GOAL :: Output every line of the records below as a JSON list of strings, one string per line, with blank lines left out.

[Named object pointing records]
◆ ◆ ◆ ◆ ◆
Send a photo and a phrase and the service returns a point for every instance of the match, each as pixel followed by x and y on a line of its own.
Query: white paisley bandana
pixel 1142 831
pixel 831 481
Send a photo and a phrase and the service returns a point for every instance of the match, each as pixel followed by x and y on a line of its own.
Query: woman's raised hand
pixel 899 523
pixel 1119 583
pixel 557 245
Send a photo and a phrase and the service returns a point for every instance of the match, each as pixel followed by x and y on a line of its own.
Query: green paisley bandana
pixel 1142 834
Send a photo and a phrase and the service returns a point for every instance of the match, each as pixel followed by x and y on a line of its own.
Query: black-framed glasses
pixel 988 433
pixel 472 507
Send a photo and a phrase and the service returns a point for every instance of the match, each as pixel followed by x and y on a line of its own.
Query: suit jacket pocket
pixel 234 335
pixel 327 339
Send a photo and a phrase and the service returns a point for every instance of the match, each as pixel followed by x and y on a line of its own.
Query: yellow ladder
◆ ◆ ◆ ◆ ◆
WRITTEN ANSWER ::
[
  "Send a photo and a phrase and the service returns a point for every instance of the match, each as pixel followed by x and y on a line of its own.",
  "Query: white paisley bandana",
  "pixel 1142 831",
  "pixel 831 481",
  "Send a photo and a phrase and the service returns a point for every instance of the match, each as pixel followed by x and y on a line of its own.",
  "Query: woman's raised hand",
  "pixel 899 523",
  "pixel 1119 583",
  "pixel 557 245",
  "Send a photo and a phrase and the service returns a point for every instance of the match, each as pixel followed by x and y on a line of its own.",
  "Query: green paisley bandana",
  "pixel 1142 834",
  "Send a photo and a phrase and the service returns a point for every instance of the match, each as pixel followed by x and y on a line of its own.",
  "Query: black-framed glasses",
  "pixel 988 433",
  "pixel 472 507",
  "Send a photo and a phrase and the service returns a point for every instance of the match, each as pixel followed by x and y on a line of its own.",
  "Query: suit jacket pocket",
  "pixel 234 335",
  "pixel 327 339",
  "Send a photo and a phrase and the service returns a point for every instance of the match, each as pixel followed by x and y on a line of its own.",
  "Query: yellow ladder"
]